#### DATA UNDER STUDY
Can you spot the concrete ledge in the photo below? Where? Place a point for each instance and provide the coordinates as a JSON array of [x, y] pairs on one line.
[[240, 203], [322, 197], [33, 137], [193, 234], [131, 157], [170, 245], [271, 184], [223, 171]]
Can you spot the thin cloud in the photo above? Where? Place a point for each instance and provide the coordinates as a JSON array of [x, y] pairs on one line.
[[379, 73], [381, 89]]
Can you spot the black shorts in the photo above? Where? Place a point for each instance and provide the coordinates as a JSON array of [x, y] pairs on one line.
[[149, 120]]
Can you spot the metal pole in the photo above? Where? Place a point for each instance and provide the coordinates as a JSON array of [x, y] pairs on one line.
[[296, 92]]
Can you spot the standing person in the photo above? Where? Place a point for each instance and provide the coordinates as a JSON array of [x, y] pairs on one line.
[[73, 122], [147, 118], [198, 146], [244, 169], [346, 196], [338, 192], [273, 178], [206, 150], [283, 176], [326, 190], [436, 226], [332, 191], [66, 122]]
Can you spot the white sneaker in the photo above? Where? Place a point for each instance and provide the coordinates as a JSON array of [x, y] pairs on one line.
########
#### DATA UNDER STUDY
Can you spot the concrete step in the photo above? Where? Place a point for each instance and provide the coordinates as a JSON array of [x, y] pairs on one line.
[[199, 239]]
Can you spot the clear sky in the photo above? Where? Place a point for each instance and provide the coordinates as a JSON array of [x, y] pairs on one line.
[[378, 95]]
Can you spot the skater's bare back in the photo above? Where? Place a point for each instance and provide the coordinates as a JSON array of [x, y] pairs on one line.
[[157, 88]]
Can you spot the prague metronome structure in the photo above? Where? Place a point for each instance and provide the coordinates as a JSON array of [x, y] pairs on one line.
########
#### DATA UNDER STUDY
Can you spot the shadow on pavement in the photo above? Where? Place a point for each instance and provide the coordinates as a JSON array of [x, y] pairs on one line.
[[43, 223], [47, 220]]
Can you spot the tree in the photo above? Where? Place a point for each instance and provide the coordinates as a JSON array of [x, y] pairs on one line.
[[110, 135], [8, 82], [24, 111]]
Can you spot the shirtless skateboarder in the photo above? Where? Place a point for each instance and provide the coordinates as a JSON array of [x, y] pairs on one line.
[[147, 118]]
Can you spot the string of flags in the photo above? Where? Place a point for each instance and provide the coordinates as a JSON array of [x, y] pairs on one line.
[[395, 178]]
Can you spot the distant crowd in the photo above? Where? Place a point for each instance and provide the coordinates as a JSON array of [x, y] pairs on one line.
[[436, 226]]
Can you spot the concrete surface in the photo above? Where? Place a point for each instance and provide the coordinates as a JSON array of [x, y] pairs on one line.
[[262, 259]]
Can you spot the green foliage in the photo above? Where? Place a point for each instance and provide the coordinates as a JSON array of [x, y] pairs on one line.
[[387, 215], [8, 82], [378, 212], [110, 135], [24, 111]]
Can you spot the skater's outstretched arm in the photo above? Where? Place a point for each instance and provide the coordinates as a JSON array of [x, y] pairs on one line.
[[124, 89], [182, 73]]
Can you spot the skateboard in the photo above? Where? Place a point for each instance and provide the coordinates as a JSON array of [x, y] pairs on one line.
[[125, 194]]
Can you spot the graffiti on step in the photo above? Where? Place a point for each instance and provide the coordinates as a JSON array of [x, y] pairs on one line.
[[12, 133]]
########
• _REQUIREMENT_
Everything above from the line containing "Can you spot the standing" down to the line containing "Can you spot the white" should be copied exactly, both end lines included, and nothing else.

• _RESULT OF THIS EXERCISE_
Can you spot the standing person in the photo above? Where? Place a point for each instance and provide the coordinates as a JSON array of [x, y] pairs on one line.
[[73, 122], [147, 118], [198, 146], [244, 169], [346, 196], [338, 192], [273, 178], [206, 150], [283, 176], [326, 190], [436, 226], [332, 191], [66, 122]]
Can you spot the white sneaker in the photo above? Where? Place a point for each instance and provide the coordinates as a JSON array of [x, y] pairs on one line.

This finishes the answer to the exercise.